**Your task:**
Could you rewrite the material below as a numbered list, beginning at the line that contains "Return the outline of every instance of the crack" and stopping after the line that contains "57 113 L 52", with blank lines left out?
**** Record set ****
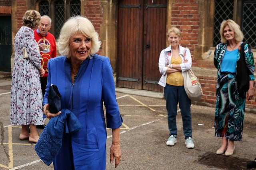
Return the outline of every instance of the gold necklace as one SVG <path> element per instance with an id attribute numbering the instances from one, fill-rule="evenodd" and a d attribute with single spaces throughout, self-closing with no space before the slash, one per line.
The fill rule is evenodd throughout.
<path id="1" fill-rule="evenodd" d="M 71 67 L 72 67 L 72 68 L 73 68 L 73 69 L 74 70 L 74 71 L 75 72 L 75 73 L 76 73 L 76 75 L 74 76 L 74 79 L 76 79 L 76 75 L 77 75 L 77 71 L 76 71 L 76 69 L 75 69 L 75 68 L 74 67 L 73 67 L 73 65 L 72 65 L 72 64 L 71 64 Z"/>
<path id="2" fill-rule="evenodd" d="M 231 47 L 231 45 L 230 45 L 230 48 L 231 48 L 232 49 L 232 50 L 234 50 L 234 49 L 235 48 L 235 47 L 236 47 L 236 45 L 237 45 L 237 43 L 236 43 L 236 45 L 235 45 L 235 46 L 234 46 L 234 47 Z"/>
****
**** Record set ****
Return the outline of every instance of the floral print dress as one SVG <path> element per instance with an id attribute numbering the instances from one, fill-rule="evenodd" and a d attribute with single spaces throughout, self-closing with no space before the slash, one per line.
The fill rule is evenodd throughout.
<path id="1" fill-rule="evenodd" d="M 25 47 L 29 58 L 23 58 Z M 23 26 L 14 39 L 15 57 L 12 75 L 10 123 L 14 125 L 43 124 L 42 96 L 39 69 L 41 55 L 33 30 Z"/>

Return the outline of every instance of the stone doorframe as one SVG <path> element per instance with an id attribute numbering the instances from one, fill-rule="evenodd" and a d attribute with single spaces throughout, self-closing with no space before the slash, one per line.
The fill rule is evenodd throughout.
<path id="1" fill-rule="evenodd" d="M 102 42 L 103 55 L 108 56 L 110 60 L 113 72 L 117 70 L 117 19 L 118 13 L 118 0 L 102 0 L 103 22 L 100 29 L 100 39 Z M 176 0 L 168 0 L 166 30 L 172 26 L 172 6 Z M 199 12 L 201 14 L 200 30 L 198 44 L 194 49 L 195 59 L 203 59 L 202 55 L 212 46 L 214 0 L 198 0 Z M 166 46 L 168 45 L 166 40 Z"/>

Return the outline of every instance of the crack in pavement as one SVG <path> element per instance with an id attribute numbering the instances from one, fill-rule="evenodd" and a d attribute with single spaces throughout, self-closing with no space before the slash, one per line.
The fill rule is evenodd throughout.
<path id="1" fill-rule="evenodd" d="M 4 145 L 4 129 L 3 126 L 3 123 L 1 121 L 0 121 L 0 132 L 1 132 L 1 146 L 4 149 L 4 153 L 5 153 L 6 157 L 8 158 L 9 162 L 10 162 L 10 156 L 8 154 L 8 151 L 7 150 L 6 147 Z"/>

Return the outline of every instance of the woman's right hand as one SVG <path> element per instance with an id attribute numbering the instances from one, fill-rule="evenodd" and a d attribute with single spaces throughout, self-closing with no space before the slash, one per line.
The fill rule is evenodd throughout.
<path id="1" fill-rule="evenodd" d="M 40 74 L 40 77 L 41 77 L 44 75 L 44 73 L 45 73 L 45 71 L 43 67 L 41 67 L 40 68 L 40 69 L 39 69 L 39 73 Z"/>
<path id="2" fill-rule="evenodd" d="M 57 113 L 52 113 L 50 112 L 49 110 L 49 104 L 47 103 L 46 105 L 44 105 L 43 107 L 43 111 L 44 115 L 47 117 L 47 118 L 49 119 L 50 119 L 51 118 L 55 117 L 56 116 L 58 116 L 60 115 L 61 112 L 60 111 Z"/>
****
**** Record set ****
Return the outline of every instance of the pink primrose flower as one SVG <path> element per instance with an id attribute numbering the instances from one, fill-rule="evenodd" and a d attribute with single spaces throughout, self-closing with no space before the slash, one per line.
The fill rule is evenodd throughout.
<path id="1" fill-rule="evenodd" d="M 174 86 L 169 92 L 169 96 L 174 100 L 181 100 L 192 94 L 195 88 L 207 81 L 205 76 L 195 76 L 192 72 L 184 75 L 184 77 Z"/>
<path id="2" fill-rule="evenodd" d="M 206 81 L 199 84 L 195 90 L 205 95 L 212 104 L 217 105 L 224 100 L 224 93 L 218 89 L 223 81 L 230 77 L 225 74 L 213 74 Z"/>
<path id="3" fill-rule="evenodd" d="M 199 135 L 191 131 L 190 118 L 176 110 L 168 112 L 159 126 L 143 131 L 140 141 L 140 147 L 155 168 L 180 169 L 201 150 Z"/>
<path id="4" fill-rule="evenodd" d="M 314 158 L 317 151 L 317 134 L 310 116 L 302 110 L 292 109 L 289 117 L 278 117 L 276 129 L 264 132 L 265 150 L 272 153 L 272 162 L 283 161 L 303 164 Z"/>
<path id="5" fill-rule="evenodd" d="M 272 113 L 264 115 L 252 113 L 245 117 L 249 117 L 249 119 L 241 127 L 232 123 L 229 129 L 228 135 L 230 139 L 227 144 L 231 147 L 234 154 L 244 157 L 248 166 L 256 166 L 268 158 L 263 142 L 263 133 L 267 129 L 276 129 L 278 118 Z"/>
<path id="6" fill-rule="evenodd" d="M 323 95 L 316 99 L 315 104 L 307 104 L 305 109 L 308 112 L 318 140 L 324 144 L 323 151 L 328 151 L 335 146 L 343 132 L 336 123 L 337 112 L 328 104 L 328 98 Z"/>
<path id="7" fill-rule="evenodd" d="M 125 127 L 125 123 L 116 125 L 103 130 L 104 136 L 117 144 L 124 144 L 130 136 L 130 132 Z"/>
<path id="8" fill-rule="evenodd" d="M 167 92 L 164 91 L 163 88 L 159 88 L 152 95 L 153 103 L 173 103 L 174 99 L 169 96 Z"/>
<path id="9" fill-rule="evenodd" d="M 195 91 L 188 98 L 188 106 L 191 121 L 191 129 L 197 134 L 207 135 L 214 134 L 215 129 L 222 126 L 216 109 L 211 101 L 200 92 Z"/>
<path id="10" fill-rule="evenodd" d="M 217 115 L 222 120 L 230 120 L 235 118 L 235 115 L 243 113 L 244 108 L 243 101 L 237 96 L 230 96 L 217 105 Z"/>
****
**Solution to this problem:**
1. Return the outline of every instance of the crack in pavement as one SVG <path> element per instance with an id attribute numbering the instances from one, fill-rule="evenodd" and a d attribute with single spaces throughout, self-closing with no space before the slash, one per line.
2. The fill rule is evenodd throughout.
3. <path id="1" fill-rule="evenodd" d="M 4 145 L 4 129 L 3 126 L 3 123 L 1 121 L 0 121 L 0 132 L 1 132 L 1 146 L 4 149 L 4 153 L 5 153 L 6 157 L 8 158 L 9 162 L 10 162 L 10 156 L 8 154 L 8 151 L 7 150 L 6 147 Z"/>
4. Return the outline of every instance of the woman's right hand as one SVG <path> element per instance with an id attribute numbering the instances from one, fill-rule="evenodd" and a d attribute with single spaces throughout, self-closing with no space before the slash, one per line.
5. The fill rule is evenodd throughout.
6. <path id="1" fill-rule="evenodd" d="M 40 74 L 40 77 L 41 77 L 44 75 L 44 73 L 45 73 L 45 71 L 43 67 L 41 67 L 40 68 L 40 69 L 39 69 L 39 73 Z"/>
7. <path id="2" fill-rule="evenodd" d="M 57 113 L 52 113 L 50 112 L 49 110 L 49 104 L 47 103 L 46 105 L 44 105 L 43 107 L 43 111 L 44 115 L 47 117 L 47 118 L 49 119 L 50 119 L 51 118 L 55 117 L 56 116 L 58 116 L 60 115 L 61 112 L 60 111 Z"/>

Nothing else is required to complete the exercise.